### Prompt
Reproduce verbatim every line of the listing from the line containing "Question. Place one point on every instance of the green" through the last line of the listing, inclusive.

=== Information given ===

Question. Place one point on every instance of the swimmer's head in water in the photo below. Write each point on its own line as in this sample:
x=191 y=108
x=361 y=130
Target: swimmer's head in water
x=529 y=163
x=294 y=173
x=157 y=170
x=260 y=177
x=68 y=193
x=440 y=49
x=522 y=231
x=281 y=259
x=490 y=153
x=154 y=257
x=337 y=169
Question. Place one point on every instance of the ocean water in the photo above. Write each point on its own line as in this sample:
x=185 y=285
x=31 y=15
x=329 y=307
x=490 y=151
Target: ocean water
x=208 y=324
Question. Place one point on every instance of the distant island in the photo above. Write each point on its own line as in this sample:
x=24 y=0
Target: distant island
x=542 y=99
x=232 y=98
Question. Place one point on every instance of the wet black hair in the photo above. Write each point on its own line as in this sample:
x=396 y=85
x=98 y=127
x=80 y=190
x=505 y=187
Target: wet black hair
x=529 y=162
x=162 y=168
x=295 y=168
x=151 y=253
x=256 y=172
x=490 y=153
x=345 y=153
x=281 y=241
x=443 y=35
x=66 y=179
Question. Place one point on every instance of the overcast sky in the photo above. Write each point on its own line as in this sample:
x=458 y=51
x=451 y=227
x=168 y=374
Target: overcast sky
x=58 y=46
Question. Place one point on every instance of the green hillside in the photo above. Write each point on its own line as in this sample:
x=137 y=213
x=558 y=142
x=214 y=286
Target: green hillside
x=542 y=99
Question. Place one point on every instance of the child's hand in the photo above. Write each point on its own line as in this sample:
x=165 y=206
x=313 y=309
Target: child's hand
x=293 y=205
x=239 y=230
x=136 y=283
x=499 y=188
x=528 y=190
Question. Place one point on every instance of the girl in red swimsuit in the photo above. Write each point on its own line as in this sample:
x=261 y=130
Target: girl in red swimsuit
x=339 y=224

===

### Expected output
Question. Place one point on every instance of the green hillside in the photo above. Write each point on its own line as in this sample:
x=137 y=213
x=558 y=142
x=214 y=286
Target: green hillside
x=542 y=99
Question. Place one point on every instance of the child's hand in the photo above. Write each point on its own line as in this sample:
x=165 y=206
x=313 y=309
Target: child's hand
x=293 y=205
x=239 y=230
x=136 y=283
x=499 y=188
x=528 y=190
Question. Place one point on every instance of the girl in red swimsuit in the photo above. Write each point on its own line as in this sample:
x=261 y=130
Target: girl in red swimsuit
x=339 y=224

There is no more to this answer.